==== Document passage ====
Reviewers agree that the paper is well-written, with the conducted experiments presented well, and the idea being simple and well-explained.
Reviewers ENzM and BXni recommend weak accept, while DJVf recommends reject. Reviewer DJVf's main complaint is missing baselines, but in my mind the authors effectively rebutted this comment by pointing out the difference between bias vs confidence calibration and by adding experiments based on a couple of the provided references (and DJVf did not respond). Reviewers ENzM and BXni both ask questions about the number of samples and the number of questions, saying they may be too small for an ICML paper. Overall, I agree that they are on the smaller side, but view this as enough for a good paper. I recommend that the authors consider more than 30 samples in a future version / camera-ready version of the paper (maybe add to an Appendix) because I imagine many readers will have this concern.
Lastly, I agree with Reviewer BXni's point that B-score does not necessarily say anything about bias in training data specifically ('might be due to biased training data but other factors are not explicitly ruled-out'). I strongly recommend the authors either (i) reduce the claim made here, as it seems like they are just assuming that bias is due to training data, and/or (ii) add many more references as to why the bias has to be from the training data and nowhere else.
==== Data ====
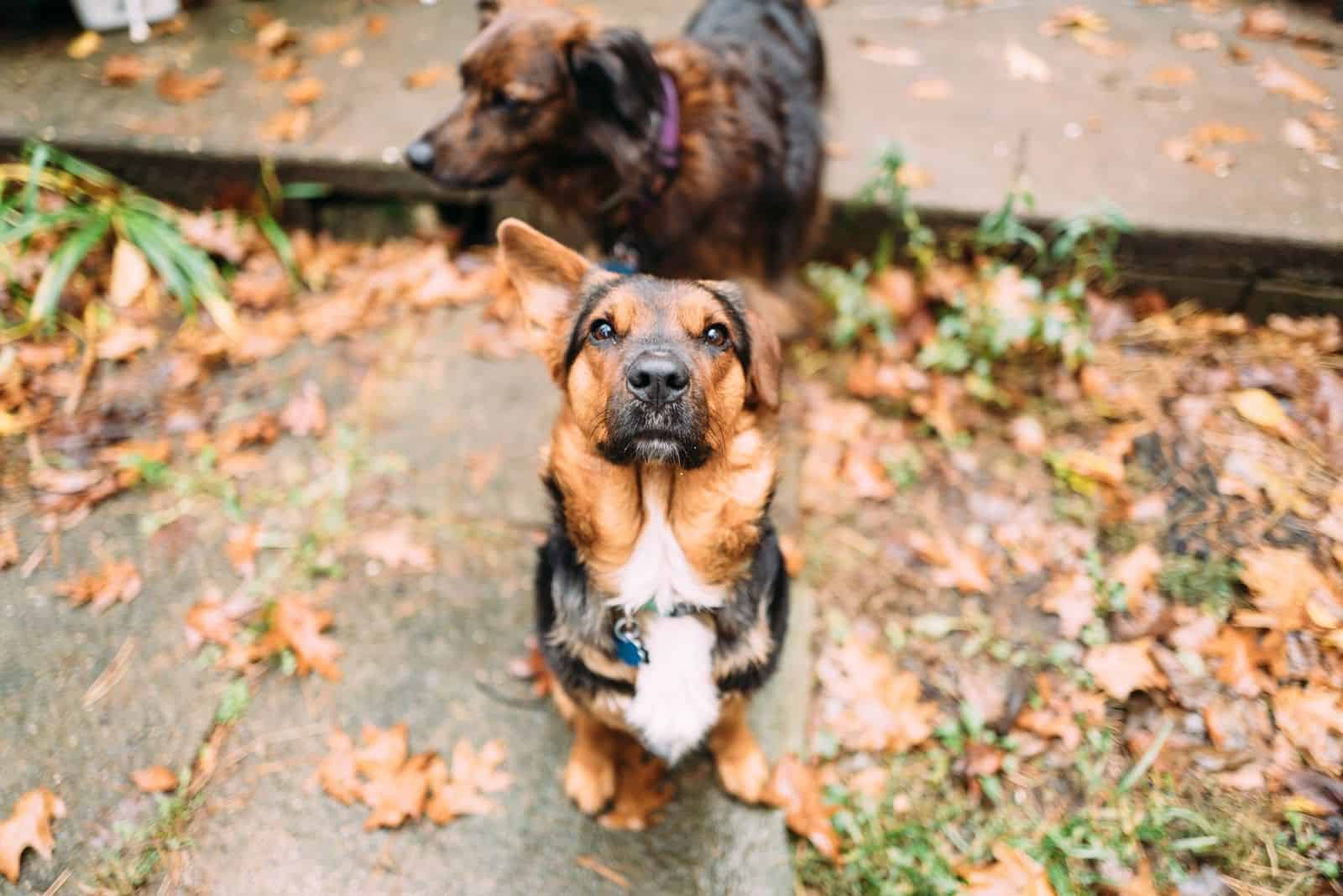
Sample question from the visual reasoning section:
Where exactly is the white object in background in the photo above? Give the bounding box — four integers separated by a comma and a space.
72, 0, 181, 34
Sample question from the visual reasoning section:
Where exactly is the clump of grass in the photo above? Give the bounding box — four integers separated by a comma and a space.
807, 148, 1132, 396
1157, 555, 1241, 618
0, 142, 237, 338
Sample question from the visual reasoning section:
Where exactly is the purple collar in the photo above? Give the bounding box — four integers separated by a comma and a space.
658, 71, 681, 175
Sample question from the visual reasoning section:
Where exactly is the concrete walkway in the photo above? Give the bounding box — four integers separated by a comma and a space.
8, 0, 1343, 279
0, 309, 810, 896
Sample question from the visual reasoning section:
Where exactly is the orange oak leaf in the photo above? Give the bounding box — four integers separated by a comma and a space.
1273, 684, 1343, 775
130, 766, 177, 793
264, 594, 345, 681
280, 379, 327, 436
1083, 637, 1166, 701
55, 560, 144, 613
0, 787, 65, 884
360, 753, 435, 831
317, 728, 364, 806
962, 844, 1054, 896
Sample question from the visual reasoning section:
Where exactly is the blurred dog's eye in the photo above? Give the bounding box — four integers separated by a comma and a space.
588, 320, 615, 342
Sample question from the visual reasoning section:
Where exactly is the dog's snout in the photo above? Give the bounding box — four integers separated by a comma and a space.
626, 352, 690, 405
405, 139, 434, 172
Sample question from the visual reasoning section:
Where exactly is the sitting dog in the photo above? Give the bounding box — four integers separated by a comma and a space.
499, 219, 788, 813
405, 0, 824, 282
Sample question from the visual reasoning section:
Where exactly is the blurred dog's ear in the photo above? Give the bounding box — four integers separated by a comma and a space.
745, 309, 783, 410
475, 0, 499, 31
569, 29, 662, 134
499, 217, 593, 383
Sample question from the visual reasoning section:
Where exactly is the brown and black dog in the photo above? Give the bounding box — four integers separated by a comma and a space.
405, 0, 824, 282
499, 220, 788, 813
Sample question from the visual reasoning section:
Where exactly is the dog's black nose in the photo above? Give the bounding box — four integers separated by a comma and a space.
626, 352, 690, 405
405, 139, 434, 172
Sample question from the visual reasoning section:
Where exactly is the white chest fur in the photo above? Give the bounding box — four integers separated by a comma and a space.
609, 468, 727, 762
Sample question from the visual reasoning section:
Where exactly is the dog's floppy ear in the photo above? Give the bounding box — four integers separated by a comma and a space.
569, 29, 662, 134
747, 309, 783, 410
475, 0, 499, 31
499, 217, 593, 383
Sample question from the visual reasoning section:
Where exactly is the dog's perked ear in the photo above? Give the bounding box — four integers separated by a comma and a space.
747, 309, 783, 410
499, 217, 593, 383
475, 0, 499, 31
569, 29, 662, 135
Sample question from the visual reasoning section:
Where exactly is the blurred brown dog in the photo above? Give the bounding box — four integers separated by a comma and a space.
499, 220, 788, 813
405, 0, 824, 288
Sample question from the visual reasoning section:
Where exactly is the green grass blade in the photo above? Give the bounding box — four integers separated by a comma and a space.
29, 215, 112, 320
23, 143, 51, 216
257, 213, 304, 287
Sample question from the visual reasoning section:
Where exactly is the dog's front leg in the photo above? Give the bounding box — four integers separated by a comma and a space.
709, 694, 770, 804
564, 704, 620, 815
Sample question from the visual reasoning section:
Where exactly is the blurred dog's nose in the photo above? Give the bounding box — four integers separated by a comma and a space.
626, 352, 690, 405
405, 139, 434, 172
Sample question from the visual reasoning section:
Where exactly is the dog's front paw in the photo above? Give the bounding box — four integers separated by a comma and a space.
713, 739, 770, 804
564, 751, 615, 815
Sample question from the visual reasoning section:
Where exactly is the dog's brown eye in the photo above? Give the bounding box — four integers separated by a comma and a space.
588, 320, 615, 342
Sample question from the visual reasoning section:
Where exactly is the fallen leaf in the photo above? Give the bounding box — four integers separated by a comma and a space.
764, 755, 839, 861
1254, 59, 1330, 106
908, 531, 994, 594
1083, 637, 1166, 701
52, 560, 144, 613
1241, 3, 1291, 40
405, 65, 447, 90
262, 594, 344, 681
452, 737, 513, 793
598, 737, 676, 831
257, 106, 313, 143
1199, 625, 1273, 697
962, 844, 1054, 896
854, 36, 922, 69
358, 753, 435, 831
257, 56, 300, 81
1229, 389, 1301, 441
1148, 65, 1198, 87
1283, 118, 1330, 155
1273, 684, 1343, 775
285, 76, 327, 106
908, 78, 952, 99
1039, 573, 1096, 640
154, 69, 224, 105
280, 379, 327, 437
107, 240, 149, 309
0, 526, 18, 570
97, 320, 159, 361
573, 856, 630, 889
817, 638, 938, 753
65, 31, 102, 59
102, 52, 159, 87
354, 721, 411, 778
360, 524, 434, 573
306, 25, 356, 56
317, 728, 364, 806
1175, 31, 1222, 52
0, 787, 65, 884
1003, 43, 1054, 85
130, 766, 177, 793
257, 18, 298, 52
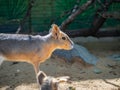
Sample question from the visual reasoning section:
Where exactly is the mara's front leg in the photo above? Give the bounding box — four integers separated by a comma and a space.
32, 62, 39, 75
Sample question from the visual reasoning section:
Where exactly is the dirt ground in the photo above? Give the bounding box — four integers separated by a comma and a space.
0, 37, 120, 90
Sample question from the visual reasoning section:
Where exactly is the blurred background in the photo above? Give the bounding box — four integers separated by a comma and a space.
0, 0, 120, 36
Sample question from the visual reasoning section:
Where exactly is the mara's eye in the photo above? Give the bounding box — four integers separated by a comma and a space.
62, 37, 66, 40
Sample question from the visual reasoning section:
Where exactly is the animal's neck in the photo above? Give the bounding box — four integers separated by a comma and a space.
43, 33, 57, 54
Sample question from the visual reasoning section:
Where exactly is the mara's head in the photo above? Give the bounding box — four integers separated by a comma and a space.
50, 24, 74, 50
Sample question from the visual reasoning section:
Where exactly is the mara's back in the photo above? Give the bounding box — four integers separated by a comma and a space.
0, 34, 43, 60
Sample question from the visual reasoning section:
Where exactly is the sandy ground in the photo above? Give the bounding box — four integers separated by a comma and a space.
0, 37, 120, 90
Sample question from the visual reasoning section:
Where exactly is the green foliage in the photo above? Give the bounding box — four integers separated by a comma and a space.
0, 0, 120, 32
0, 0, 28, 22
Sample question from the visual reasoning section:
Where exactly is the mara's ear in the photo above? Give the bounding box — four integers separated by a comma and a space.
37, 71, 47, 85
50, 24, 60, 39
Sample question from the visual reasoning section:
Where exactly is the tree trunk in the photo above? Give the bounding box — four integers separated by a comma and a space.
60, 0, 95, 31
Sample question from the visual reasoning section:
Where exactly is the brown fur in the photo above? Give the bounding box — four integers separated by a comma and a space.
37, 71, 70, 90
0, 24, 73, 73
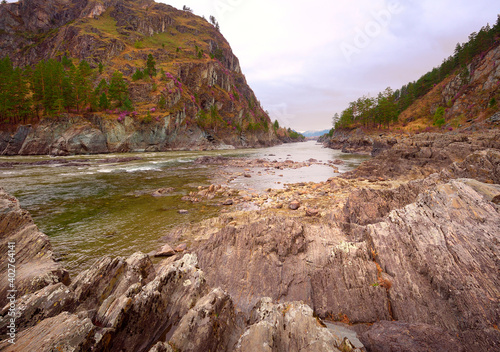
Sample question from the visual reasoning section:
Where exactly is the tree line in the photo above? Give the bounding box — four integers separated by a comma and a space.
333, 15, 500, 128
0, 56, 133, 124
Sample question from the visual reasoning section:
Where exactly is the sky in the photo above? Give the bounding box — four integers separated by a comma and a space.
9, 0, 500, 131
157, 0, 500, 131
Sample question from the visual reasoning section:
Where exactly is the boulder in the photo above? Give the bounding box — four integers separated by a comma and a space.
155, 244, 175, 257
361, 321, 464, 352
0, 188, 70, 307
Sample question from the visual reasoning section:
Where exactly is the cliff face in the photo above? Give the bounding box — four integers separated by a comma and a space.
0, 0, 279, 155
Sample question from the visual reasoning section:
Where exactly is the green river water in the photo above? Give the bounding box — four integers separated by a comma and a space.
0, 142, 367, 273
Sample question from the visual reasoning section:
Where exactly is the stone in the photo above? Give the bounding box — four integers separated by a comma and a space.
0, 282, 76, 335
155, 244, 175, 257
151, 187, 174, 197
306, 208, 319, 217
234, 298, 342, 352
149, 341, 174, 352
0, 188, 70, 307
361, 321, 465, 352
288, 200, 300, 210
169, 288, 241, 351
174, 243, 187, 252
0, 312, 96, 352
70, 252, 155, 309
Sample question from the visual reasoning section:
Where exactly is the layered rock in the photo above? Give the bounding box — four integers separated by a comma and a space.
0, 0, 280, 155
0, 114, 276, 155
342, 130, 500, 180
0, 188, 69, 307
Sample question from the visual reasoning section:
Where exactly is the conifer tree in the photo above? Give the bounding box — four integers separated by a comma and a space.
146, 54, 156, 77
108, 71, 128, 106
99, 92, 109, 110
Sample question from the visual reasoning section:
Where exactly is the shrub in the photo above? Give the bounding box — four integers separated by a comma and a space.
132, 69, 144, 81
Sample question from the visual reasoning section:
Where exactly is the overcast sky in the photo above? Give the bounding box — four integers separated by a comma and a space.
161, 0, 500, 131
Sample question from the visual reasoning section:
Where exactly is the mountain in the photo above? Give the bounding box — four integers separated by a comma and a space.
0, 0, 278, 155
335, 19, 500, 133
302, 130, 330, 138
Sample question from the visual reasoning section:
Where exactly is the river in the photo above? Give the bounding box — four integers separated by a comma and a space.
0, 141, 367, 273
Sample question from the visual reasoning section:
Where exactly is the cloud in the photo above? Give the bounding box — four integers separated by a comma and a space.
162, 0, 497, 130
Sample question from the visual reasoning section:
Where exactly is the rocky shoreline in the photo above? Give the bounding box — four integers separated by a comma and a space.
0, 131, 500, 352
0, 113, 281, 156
====
Assigned task 1: List every reviewer identifier mentioned in the review summary.
Assigned task 2: Please transcribe the review summary, beginning at the words "Lastly, I agree" and stopping after "and nowhere else.".
This material has no connection to the review summary.

Exercise response 1: ENzM, BXni, DJVf

Exercise response 2:
Lastly, I agree with Reviewer BXni's point that B-score does not necessarily say anything about bias in training data specifically ('might be due to biased training data but other factors are not explicitly ruled-out'). I strongly recommend the authors either (i) reduce the claim made here, as it seems like they are just assuming that bias is due to training data, and/or (ii) add many more references as to why the bias has to be from the training data and nowhere else.